[Problem statement]:
Every line in the data below from the one containing "x=323, y=182" down to the one containing "Point out every instance of the dead", both included, must be retyped exactly; no other line is to appear.

Point-per-instance localization data:
◆ ◆ ◆
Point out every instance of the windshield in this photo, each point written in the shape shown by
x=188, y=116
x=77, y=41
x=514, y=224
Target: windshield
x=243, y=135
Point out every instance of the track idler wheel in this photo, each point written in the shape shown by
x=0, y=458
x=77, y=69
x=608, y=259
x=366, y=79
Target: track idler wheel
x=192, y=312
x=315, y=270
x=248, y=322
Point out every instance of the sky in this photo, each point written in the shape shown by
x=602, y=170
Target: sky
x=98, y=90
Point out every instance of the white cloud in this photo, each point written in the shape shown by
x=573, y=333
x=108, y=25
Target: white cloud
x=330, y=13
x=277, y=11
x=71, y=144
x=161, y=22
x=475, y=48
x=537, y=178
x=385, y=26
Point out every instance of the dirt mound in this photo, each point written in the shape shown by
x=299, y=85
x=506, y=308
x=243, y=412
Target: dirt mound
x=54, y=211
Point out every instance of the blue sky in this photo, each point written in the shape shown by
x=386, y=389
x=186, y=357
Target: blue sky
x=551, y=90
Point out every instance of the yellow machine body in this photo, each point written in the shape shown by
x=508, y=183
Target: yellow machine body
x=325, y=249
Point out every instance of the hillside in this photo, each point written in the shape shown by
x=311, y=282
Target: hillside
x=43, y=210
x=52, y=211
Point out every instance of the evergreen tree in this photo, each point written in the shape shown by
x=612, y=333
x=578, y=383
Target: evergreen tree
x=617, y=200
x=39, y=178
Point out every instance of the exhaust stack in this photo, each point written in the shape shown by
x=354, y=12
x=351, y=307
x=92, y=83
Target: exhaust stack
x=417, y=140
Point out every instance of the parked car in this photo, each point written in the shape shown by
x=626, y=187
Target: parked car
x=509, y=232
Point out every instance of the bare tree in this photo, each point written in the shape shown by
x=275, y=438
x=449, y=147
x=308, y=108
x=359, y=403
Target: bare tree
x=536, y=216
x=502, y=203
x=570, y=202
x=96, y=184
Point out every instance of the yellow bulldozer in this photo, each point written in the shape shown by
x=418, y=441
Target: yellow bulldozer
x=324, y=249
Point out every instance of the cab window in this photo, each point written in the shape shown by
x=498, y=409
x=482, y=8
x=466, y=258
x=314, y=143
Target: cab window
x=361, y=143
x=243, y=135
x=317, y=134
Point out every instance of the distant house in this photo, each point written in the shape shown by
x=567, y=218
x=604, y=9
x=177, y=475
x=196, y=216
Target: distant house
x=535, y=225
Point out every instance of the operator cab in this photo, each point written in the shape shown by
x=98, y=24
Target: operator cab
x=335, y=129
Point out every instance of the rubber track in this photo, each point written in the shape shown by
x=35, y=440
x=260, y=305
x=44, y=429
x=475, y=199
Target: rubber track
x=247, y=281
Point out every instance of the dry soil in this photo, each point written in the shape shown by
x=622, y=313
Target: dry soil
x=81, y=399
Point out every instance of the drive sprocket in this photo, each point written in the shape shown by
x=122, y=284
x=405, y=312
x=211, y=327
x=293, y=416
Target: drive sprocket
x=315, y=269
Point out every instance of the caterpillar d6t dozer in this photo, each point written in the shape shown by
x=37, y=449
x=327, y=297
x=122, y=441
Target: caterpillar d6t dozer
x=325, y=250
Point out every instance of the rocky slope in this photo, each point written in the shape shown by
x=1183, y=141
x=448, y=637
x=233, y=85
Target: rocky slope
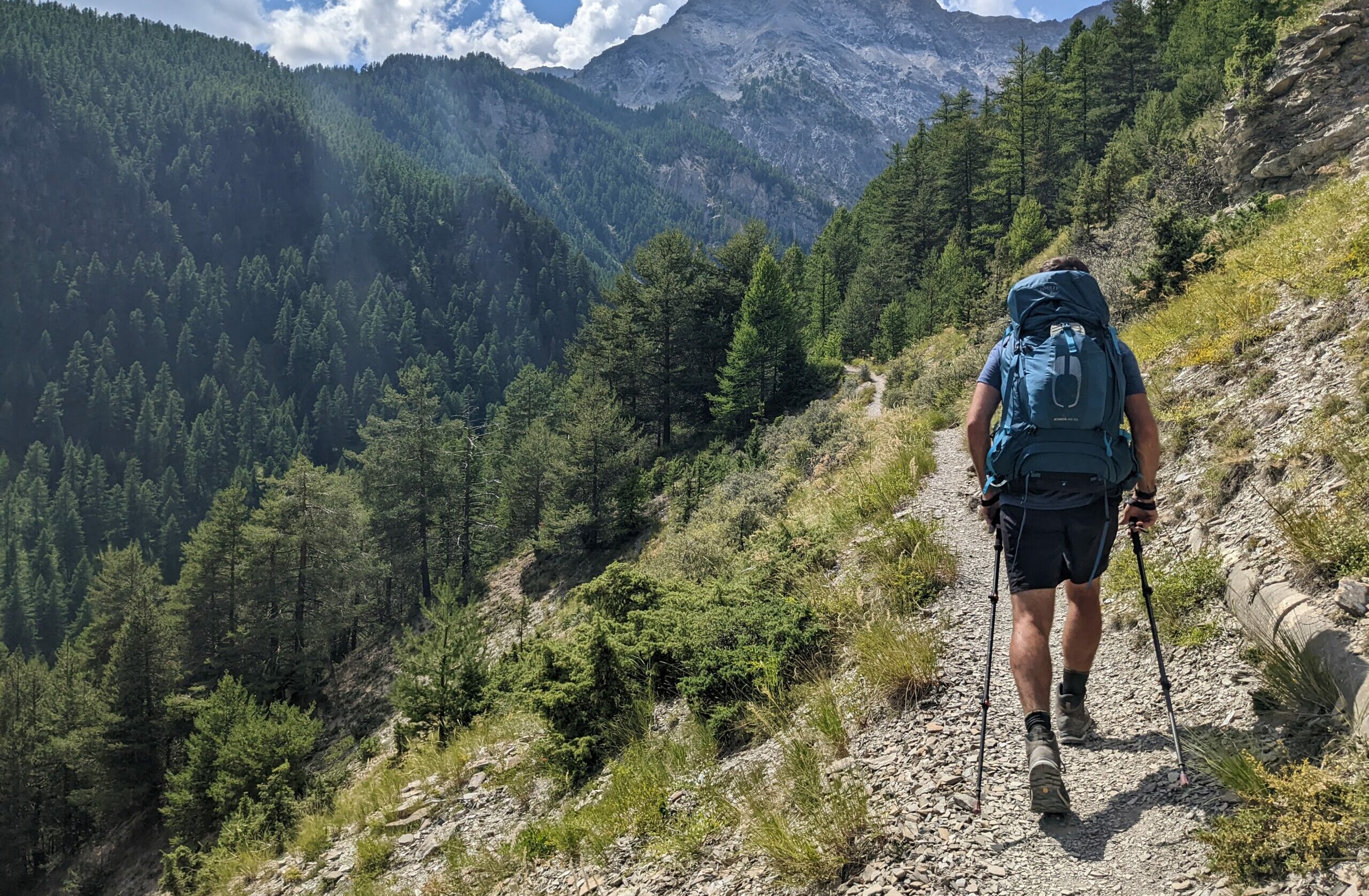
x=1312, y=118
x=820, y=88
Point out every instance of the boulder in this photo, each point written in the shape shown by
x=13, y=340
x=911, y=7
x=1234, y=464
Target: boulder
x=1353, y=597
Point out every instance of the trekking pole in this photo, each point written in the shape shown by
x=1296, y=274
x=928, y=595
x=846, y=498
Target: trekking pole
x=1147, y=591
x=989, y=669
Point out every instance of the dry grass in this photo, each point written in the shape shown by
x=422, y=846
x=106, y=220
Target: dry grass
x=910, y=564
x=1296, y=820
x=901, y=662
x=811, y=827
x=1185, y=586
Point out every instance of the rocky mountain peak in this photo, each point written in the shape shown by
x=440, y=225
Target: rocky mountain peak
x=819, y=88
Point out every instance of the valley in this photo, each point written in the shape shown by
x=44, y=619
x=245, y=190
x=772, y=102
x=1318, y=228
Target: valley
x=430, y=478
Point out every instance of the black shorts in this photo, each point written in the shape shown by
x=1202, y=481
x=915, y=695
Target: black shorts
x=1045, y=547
◆ ◆ ◆
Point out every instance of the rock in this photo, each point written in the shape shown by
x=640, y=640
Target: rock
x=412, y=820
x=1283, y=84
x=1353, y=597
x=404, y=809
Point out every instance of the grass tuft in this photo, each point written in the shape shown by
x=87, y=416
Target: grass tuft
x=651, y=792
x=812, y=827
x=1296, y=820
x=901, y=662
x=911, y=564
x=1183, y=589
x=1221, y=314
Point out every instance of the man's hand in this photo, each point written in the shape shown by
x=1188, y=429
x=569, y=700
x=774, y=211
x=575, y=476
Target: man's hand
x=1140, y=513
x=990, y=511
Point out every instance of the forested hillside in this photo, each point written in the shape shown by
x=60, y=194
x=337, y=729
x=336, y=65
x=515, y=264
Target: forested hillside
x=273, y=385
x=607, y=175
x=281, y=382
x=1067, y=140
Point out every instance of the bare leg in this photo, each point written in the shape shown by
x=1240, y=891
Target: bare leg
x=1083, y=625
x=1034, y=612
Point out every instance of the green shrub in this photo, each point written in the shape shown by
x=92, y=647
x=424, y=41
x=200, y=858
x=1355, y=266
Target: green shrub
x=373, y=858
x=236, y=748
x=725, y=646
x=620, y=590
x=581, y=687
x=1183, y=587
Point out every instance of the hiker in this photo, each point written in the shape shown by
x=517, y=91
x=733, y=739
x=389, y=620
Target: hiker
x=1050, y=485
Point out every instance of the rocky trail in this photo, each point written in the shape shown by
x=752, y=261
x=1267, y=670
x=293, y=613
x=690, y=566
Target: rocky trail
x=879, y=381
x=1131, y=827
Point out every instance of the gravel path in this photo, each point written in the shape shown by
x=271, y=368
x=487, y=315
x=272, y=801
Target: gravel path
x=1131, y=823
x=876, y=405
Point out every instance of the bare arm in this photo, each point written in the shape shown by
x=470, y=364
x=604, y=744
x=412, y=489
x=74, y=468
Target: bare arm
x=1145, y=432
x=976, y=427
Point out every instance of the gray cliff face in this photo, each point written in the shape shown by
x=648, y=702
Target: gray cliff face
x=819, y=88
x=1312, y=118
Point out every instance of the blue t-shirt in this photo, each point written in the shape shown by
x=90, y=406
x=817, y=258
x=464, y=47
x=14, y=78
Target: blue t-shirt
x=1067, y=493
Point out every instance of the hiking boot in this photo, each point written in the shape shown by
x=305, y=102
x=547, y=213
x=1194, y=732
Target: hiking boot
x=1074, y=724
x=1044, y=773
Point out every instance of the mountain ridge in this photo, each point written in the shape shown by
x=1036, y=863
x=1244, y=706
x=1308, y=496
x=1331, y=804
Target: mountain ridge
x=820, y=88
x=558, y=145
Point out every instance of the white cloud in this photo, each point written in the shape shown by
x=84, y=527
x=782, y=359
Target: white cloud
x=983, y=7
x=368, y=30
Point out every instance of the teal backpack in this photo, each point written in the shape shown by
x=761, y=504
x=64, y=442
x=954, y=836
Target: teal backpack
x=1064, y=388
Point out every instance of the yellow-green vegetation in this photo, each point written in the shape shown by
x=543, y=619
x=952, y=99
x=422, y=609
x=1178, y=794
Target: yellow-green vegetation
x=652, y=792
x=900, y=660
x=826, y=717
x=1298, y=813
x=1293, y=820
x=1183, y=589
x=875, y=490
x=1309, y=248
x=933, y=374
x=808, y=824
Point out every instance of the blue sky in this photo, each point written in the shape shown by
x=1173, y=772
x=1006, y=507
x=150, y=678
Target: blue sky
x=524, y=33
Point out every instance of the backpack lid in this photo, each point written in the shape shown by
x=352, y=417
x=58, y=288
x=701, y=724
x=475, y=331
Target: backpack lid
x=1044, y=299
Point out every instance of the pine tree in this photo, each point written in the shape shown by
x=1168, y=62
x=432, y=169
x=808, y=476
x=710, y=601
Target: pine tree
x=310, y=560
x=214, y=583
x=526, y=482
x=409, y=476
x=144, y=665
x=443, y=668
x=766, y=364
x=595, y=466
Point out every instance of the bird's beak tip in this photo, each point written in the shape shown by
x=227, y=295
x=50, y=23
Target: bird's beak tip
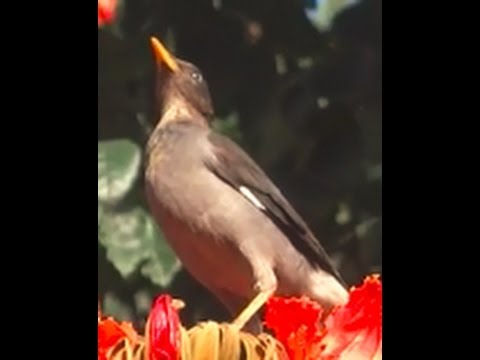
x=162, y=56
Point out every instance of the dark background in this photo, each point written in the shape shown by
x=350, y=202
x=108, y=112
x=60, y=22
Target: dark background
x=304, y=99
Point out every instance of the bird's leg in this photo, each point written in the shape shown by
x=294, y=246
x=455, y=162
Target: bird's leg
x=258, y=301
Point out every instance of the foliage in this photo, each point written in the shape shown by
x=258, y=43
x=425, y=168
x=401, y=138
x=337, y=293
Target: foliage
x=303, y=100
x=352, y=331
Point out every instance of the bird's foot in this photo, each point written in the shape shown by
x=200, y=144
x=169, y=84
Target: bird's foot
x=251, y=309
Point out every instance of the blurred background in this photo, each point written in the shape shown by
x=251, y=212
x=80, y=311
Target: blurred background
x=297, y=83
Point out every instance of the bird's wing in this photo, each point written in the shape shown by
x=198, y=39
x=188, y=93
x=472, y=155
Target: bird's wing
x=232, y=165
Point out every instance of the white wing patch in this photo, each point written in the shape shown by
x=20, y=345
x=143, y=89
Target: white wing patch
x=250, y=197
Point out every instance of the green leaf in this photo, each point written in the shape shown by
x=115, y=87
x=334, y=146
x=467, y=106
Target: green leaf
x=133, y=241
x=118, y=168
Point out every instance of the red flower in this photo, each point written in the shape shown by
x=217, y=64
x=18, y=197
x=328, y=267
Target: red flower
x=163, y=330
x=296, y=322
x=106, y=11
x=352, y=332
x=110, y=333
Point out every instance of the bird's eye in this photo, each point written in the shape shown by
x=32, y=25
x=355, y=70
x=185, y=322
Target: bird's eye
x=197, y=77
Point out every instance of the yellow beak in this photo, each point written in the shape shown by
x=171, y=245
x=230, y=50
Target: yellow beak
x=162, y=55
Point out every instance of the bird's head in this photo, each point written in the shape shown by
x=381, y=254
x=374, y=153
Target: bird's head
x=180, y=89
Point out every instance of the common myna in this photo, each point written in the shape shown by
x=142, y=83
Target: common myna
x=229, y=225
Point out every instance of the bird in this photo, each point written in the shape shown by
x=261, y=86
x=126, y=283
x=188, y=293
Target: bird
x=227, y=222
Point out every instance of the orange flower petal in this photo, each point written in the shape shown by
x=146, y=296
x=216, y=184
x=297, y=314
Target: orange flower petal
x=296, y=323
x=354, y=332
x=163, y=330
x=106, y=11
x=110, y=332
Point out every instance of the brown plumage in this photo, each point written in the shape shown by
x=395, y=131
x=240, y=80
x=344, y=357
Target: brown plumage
◆ ◆ ◆
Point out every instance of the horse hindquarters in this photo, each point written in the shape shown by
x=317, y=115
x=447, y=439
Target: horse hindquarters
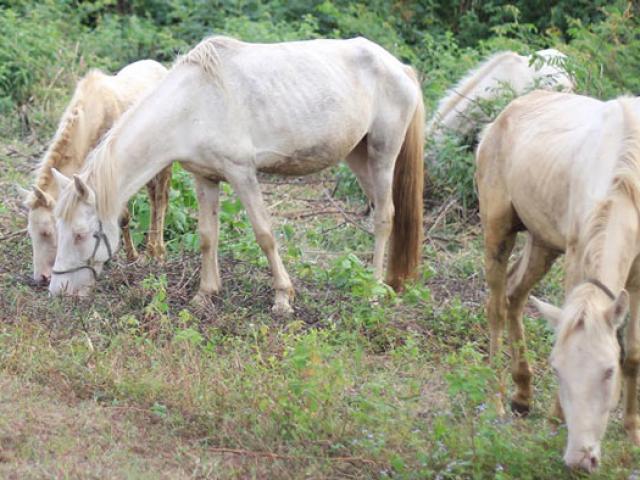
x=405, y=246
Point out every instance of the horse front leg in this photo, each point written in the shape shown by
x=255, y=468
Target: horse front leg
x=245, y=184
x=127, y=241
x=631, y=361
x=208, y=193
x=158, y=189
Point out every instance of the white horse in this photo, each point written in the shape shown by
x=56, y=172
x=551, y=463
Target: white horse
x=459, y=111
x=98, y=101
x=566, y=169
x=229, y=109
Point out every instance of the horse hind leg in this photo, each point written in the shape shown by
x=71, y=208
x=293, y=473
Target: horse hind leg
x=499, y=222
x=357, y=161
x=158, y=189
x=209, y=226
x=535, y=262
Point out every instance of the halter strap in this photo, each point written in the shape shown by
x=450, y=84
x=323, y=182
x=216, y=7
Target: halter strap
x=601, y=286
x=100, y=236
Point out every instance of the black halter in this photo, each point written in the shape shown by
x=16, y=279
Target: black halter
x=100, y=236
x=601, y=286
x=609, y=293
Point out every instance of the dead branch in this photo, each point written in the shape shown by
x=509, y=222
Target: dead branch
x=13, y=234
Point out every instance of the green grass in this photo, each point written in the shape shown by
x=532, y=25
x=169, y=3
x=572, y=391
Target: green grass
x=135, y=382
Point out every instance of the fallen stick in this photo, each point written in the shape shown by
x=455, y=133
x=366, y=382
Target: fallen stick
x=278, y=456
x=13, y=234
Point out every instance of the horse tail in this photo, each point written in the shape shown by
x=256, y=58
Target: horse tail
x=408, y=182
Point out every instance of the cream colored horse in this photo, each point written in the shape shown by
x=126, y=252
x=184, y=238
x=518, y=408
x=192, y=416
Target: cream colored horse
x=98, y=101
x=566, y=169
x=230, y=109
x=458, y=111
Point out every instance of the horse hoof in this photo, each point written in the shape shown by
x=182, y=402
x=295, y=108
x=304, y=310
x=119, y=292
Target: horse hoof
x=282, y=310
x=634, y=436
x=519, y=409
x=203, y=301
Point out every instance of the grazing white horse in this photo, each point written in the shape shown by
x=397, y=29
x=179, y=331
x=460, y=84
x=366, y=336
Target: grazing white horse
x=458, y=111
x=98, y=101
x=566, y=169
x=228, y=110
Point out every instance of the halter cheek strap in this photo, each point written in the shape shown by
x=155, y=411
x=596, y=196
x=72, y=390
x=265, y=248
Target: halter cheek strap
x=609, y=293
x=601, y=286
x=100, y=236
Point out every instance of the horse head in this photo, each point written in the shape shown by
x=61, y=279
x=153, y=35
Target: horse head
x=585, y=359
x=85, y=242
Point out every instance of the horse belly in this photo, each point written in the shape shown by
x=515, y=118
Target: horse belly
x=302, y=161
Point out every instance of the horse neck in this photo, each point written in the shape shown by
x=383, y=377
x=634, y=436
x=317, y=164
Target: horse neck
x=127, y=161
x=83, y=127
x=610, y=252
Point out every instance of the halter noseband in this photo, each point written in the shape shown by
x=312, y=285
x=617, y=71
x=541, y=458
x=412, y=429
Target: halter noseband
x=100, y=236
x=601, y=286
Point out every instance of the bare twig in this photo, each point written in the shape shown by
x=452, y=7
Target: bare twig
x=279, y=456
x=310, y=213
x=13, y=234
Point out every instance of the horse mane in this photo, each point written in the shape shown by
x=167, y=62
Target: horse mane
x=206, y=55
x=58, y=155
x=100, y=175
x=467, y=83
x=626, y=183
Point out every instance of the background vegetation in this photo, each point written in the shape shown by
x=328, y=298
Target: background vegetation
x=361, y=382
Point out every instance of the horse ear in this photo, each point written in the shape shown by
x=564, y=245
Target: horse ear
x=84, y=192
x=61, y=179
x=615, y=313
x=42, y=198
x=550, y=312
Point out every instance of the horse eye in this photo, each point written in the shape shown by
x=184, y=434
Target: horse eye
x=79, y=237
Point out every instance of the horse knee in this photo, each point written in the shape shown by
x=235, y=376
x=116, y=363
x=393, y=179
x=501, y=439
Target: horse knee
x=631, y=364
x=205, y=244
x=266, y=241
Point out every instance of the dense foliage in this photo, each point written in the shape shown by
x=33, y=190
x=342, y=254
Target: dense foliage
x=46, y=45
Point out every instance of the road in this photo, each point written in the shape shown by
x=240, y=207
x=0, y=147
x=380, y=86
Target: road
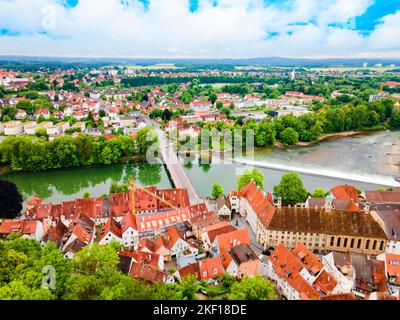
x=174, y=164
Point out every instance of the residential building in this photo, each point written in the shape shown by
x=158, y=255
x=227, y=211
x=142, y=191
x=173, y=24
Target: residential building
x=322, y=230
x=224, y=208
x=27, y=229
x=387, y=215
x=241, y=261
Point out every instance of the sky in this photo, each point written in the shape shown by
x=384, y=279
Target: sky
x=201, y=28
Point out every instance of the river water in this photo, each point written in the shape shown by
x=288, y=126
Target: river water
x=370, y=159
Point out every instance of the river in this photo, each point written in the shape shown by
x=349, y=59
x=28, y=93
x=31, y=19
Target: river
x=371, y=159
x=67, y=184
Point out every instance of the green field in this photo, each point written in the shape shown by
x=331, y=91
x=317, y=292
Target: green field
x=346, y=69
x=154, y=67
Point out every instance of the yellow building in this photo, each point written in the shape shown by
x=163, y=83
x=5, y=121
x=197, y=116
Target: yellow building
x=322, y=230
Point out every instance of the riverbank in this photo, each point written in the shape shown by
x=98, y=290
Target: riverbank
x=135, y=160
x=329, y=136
◆ ◆ ◆
[Answer box]:
x=323, y=182
x=216, y=7
Target: halter strap
x=601, y=286
x=100, y=236
Point out every instance of the black halter in this photo, each point written in the shape shown by
x=16, y=279
Target: black halter
x=100, y=236
x=601, y=286
x=609, y=293
Point out every instance of the dead branch in this photo, each point written in the shape shown by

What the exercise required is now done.